Part of a data file
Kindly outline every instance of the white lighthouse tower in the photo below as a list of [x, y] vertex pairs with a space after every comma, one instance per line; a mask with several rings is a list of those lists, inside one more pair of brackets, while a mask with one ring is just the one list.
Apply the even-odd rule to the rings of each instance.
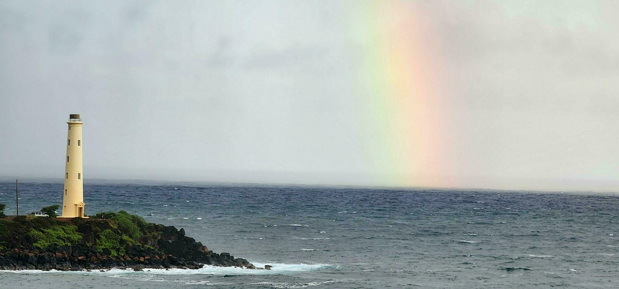
[[84, 174], [82, 171], [82, 119], [69, 114], [67, 155], [64, 169], [63, 215], [59, 218], [84, 218]]

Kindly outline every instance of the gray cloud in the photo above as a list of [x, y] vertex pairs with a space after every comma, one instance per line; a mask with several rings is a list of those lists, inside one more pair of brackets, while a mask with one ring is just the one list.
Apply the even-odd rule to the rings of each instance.
[[[61, 177], [80, 113], [90, 178], [394, 184], [369, 3], [0, 2], [0, 175]], [[443, 183], [410, 184], [619, 190], [615, 2], [412, 4], [454, 121]]]

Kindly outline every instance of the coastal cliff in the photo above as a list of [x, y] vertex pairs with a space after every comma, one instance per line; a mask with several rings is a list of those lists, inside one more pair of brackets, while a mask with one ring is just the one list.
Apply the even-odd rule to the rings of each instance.
[[0, 219], [0, 269], [197, 269], [203, 264], [264, 269], [213, 252], [182, 228], [147, 223], [124, 211], [89, 218]]

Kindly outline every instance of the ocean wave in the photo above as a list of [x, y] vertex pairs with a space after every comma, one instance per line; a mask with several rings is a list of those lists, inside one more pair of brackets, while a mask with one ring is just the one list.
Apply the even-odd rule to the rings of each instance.
[[142, 272], [134, 271], [132, 269], [113, 269], [109, 270], [92, 270], [88, 271], [58, 271], [56, 270], [50, 270], [44, 271], [42, 270], [0, 270], [0, 272], [15, 273], [20, 274], [78, 274], [80, 275], [290, 275], [298, 272], [314, 271], [324, 268], [332, 267], [327, 264], [279, 264], [279, 263], [259, 263], [252, 262], [256, 267], [264, 267], [265, 265], [273, 266], [271, 270], [258, 270], [246, 269], [235, 267], [216, 267], [210, 265], [206, 265], [199, 269], [181, 269], [177, 268], [170, 269], [145, 269]]
[[334, 283], [336, 281], [322, 281], [320, 282], [309, 283], [274, 283], [274, 282], [258, 282], [251, 283], [250, 285], [268, 285], [269, 288], [306, 288], [311, 286], [318, 286], [326, 284], [327, 283]]
[[298, 240], [328, 240], [331, 239], [331, 238], [303, 238], [298, 237], [297, 236], [293, 236], [292, 238], [297, 239]]
[[515, 271], [516, 270], [522, 270], [523, 271], [530, 271], [531, 270], [531, 269], [530, 269], [529, 268], [524, 268], [524, 267], [508, 267], [506, 268], [500, 268], [499, 270], [506, 270], [507, 272]]

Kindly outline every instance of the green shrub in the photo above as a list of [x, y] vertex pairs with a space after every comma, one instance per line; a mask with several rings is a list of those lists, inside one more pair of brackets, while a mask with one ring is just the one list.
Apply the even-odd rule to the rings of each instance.
[[56, 210], [60, 206], [58, 205], [51, 205], [47, 207], [43, 207], [41, 208], [41, 212], [43, 212], [43, 214], [49, 215], [51, 218], [55, 218], [58, 216], [58, 215], [56, 214]]
[[97, 240], [97, 249], [98, 251], [103, 249], [109, 249], [111, 252], [110, 256], [117, 256], [124, 255], [124, 246], [122, 246], [118, 241], [120, 236], [110, 229], [105, 229], [99, 233], [99, 239]]
[[118, 229], [123, 235], [134, 239], [142, 236], [141, 229], [148, 225], [142, 217], [131, 215], [124, 210], [118, 213], [112, 212], [97, 213], [95, 214], [95, 217], [113, 221], [110, 223], [110, 226]]
[[77, 244], [82, 239], [82, 236], [77, 232], [77, 227], [70, 225], [55, 225], [40, 230], [30, 228], [28, 233], [37, 239], [32, 246], [38, 249], [69, 246]]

Problem description ▸
Return all of the data above line for line, without changing anything, and leave the pictures out.

Completed exercise ▸
Kindly outline every instance of the white lighthouse tower in the photo below as a list of [x, y] vertex pairs with a space after every comma, one instance per line; a mask with several rings is a list of those lists, inside one more pair of brackets, while a mask with one ring is just the one list.
Apply the even-odd rule to the rings of each instance.
[[84, 174], [82, 171], [82, 119], [69, 114], [67, 155], [64, 169], [63, 215], [59, 218], [84, 218]]

Kindly outline every instance of the gray cloud in the photo above as a list of [x, y] vertex pairs with a space after every comma, one instance per line; a mask with several rings is a list of those lists, inside one more pair of brackets, while a mask with one ring is just the one list.
Apply the even-odd rule to the rings of each instance.
[[[61, 177], [80, 113], [90, 178], [394, 184], [369, 3], [0, 2], [0, 175]], [[443, 183], [410, 184], [619, 190], [615, 2], [412, 4], [454, 121]]]

Kindly outline every instance of the coastal cliff in the photo above as a list of [x, y] vertex pairs with a space after every comma, one instance per line; a mask with several rings is a list of those lists, inside one more pair of brackets, while a mask with one ring is just the one list.
Apply the even-odd rule to the rings of each instance.
[[0, 219], [0, 269], [197, 269], [203, 264], [264, 269], [213, 252], [182, 228], [147, 223], [124, 211], [89, 218]]

Kindly outline every instance of the ocean wave in the photo above as a list of [x, y] vertex pairs with a space after every comma, one instance per line; a mask with several rings is a list of those lists, inside one more pair of brackets, while a mask with one ring is just the one list.
Apply the even-odd rule to the rings of each instance.
[[142, 272], [134, 271], [132, 269], [113, 269], [109, 270], [92, 270], [88, 271], [58, 271], [56, 270], [50, 270], [44, 271], [42, 270], [0, 270], [0, 272], [15, 273], [20, 274], [78, 274], [80, 275], [290, 275], [298, 272], [314, 271], [324, 268], [332, 267], [327, 264], [279, 264], [279, 263], [259, 263], [252, 262], [256, 267], [264, 267], [265, 265], [273, 266], [271, 270], [258, 270], [246, 269], [235, 267], [216, 267], [210, 265], [206, 265], [199, 269], [181, 269], [177, 268], [170, 269], [145, 269]]
[[334, 283], [336, 281], [322, 281], [320, 282], [309, 283], [274, 283], [274, 282], [258, 282], [251, 283], [250, 285], [268, 285], [269, 288], [306, 288], [311, 286], [318, 286], [326, 284], [327, 283]]
[[298, 240], [328, 240], [331, 239], [331, 238], [303, 238], [298, 237], [297, 236], [293, 236], [292, 238], [297, 239]]
[[515, 271], [516, 270], [522, 270], [523, 271], [530, 271], [531, 270], [531, 269], [530, 269], [529, 268], [524, 268], [524, 267], [508, 267], [506, 268], [500, 268], [499, 270], [506, 270], [507, 272]]

Kindly outline every instance of the green shrub in the photo above as a list of [x, y] vertex pairs with a space after every comma, one instance per line; a mask with several rings is a list of those lists, inside one more pair of brackets, while a mask with one ring is just the one list.
Apply the even-odd rule to the rings of each instance.
[[56, 210], [60, 206], [58, 205], [51, 205], [47, 207], [43, 207], [41, 208], [41, 212], [43, 212], [43, 214], [49, 215], [51, 218], [55, 218], [58, 216], [58, 215], [56, 214]]
[[97, 240], [97, 249], [98, 251], [103, 249], [109, 249], [111, 252], [110, 256], [117, 256], [124, 255], [124, 246], [122, 246], [118, 241], [120, 236], [110, 229], [105, 229], [99, 233], [99, 239]]
[[118, 229], [123, 235], [134, 239], [142, 236], [141, 229], [148, 225], [142, 217], [131, 215], [124, 210], [118, 213], [112, 212], [97, 213], [95, 214], [95, 217], [113, 221], [110, 223], [110, 226]]
[[77, 244], [82, 239], [82, 236], [77, 232], [77, 227], [70, 225], [55, 225], [40, 230], [30, 228], [28, 233], [37, 239], [32, 246], [38, 249], [69, 246]]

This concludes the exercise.